---------- PAGE EXCERPT

Counsel - ineffective assistance in penalty phase
Porter v. McCollum (U.S. Sup. Ct., 11/30/09, 08-10537) ___ U.S. ___
In a per curiam opinion unusual for its regard of defendants' rights, Supreme Court holds that petitioner was denied a fair penalty phase when his appointed counsel failed to discover or present during penalty phase in 1988 mitigating evidence of post-traumatic stress disorder following combat in Korean War, as well as evidence abuse suffered as child.
Gangs - insufficient evidence
People v. Ochoa (4th Dist., 11/20/09, E045756) ___ Cal.App.4th ___
True findings on gang enhancements not supported by substantial evidence. During robbery, defendant, who was alone, made no gang signs or signals, nor did he say anything gang-related. Gang "experts" testified that defendant identified himself as gang member, but that was not enough.
Habeas corpus - proceedings before commissioner
Gomez v. Superior Court (Felker) (3rd Dist., 11/20/09, C060710) ___ Cal.App.4th ___
Summary denial of prison inmate's ex parte application for issuance of writ of habeas corpus is subordinate judicial duty commissioner may perform pursuant to Code of Civil Procedure section 259 because is it not the "trial" of a "cause." However, if commissioner finds prima facie case for relief, and issues alternative writ or order to show cause, cause is created and commissioner may not try the cause without a stipulation.
Hearsay - documents
People v. Smith (2nd Dist., 11/25/09, B212368) ___ Cal.App.4th ___
Agreements entered into by Ponzi scheme victims who did not testify properly admitted under Evidence Code section 1101, subdivision (b) to show intent to defraud, a non-hearsay purpose. Documents were authenticated by content, location where found and circumstantial evidence.
Homicide - foreseeable murder of CHP officer
People v. Zielesch (3rd Dist., 11/23/09, C059872) ___ Cal.App.4th ___
Defendant who asked accomplice to kill defendant's wife's boyfriend, and who supplied him with a gun and money to buy drugs, was responsible for killing CHP officer who pulled over co-defendant and said, "How are you doing today?" "When defendant bargained for the assassin's services and armed him with a gun and money to buy methamphetamine, defendant knew that the assassin had an unstable personality, with the 'mentality' to kill someone other than the intended victim of the assassination. Defendant also knew that the assassin had just been released from jail, was on searchable probation, and would not want to be returned to custody if a law enforcement officer found the assassin in possession of methamphetamine and defendant's gun. From these facts, jurors reasonably could conclude the cold-blooded murder of Officer Stevens was a natural and probable consequence of the conspiracy to kill Shamberger because a reasonable person, knowing what defendant knew, would recognize that if the unstable, methamphetamine using, and armed assassin were detained by a law enforcement officer before the assassination was completed, it is likely that he would kill the officer to avoid arrest and complete his mission."

--------------------
---------- SUPPLIED MATERIAL

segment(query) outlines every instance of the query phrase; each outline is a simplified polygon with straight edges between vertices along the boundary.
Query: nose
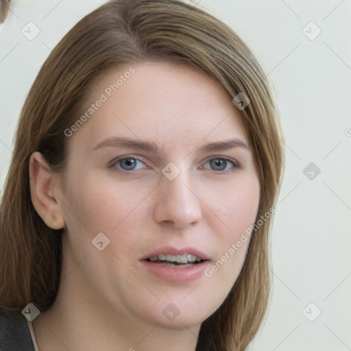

--------------------

Please answer these questions on the case summaries:
1. In Porter v. McCollum, combat in which war preceded the petitioner's post-traumatic stress disorder?
2. In Gomez v. Superior Court (Felker), which code section allows a commissioner to summarily deny an inmate's ex parte habeas application?
3. In People v. Zielesch, what drug was the money supplied to the assassin meant to buy?
The lines are material separate from the case summaries.

(THE COMPLETED TASK)
1. The Korean War
2. Code of Civil Procedure section 259
3. Methamphetamine